_Text block_:
= = = =

Oracle 12.1.0.2 provides new functionality for finding pattern matches in a data set; using the MATCH_RECOGNIZE function it’s fairly easy to generate results based on a defined pattern in the data. Let’s look at some examples and see how to use MATCH_RECOGNIZE to find and report user-defined patterns in a data set. The examples provided were taken from the Live SQL website (https://livesql.oracle.com) and from the Oracle documentation (https://docs.oracle.com/database/121/DWHSG/pattern.htm#DWHSG8981), where MATCH_RECOGNIZE is more thoroughly explained. This is not an exhaustive treatise on MATCH_RECOGNIZE, but an introduction to the function and some of what it can accomplish. Keeping that in mind, let’s begin.

= = = =

_Exercise tasks_:
**A.** Please render the listing as a Markdown table with columns Row and Line, covering the lines from the start of the listing up to and including the line containing "M 241 60 L 239" and skipping blank lines. Leave the pictures out of your answer.
**B.** Carry the introduction to Oracle's MATCH_RECOGNIZE forward from its last sentence.
The MATCH_RECOGNIZE introduction and the listing that comes after it are unrelated material.

_Stored data entries_:
= = = =

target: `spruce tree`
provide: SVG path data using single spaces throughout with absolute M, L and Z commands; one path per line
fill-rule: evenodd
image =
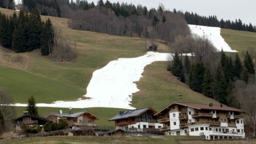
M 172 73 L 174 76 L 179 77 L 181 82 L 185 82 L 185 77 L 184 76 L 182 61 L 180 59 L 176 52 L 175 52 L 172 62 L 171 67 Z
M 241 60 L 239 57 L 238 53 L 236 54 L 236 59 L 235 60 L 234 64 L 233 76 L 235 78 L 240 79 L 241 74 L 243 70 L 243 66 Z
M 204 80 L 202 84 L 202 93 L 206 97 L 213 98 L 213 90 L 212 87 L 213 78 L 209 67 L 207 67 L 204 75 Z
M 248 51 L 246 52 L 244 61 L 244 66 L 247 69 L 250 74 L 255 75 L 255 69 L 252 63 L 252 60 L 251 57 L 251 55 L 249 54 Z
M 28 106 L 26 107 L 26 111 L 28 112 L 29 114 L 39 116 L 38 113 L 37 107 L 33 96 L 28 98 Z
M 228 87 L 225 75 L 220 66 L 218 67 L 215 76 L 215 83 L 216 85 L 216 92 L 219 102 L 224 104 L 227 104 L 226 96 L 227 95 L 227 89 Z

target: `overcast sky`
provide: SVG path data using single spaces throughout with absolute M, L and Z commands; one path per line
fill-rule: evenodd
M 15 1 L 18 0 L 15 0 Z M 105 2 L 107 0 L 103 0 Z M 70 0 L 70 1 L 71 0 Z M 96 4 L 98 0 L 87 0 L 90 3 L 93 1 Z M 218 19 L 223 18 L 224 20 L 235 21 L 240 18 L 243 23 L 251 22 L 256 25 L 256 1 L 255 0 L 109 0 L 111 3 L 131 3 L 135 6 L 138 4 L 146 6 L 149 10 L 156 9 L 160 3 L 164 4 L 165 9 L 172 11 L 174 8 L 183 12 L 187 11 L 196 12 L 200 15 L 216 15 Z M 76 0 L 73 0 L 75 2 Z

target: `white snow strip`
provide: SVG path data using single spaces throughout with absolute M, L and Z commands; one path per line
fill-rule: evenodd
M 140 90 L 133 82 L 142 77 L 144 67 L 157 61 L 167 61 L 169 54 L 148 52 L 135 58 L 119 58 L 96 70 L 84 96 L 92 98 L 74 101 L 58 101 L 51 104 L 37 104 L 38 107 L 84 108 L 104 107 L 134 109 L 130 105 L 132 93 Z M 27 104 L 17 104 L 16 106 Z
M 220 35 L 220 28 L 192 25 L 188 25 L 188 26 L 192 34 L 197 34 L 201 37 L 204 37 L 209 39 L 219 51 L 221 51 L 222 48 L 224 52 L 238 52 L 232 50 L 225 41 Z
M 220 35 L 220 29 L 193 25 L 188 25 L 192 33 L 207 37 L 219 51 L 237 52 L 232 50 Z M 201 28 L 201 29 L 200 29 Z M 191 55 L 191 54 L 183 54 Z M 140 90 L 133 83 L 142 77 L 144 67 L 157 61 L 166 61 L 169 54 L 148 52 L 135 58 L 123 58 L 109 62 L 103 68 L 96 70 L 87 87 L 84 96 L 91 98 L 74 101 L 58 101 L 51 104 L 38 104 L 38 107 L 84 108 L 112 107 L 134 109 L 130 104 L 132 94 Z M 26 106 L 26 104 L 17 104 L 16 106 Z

= = = =

_Expected outputs_:
**A.**
| Row | Line |
|---|---|
| 1 | target: `spruce tree` |
| 2 | provide: SVG path data using single spaces throughout with absolute M, L and Z commands; one path per line |
| 3 | fill-rule: evenodd |
| 4 | image = |
| 5 | M 172 73 L 174 76 L 179 77 L 181 82 L 185 82 L 185 77 L 184 76 L 182 61 L 180 59 L 176 52 L 175 52 L 172 62 L 171 67 Z |
| 6 | M 241 60 L 239 57 L 238 53 L 236 54 L 236 59 L 235 60 L 234 64 L 233 76 L 235 78 L 240 79 L 241 74 L 243 70 L 243 66 Z |

**B.**
These examples begin with a table of click data, similar to what an advertising agency might collect from users clicking on an advertisement. Sessions are defined as being 10 minutes or more apart; all data within a 10-minute window for the same user is considered to be the same session. We create the table and load the data:
SQL>
SQL> --
SQL> -- Create table and populate
SQL> --
SQL> CREATE TABLE clickdata (tstamp integer, userid varchar2(15));
Table created.
SQL> INSERT INTO clickdata VALUES(1, 'Mary');
1 row created.
SQL> INSERT INTO clickdata VALUES(2, 'Sam');
1 row created.
SQL> INSERT INTO clickdata VALUES(11, 'Mary');
1 row created.
SQL> INSERT INTO clickdata VALUES(12, 'Sam');
1 row created.
SQL> INSERT INTO clickdata VALUES(22, 'Sam');
1 row created.
SQL> INSERT INTO clickdata VALUES(23, 'Mary');
1 row created.
SQL> INSERT INTO clickdata VALUES(32, 'Sam');
1 row created.
SQL> INSERT INTO clickdata VALUES(34, 'Mary');
1 row created.
SQL> INSERT INTO clickdata VALUES(43, 'Sam');
1 row created.
SQL> INSERT INTO clickdata VALUES(44, 'Mary');
1 row created.
SQL> INSERT INTO clickdata VALUES(47, 'Sam');
1 row created.
SQL> INSERT INTO clickdata VALUES(48, 'Sam');
1 row created.
SQL> INSERT INTO clickdata VALUES(53, 'Mary');
1 row created.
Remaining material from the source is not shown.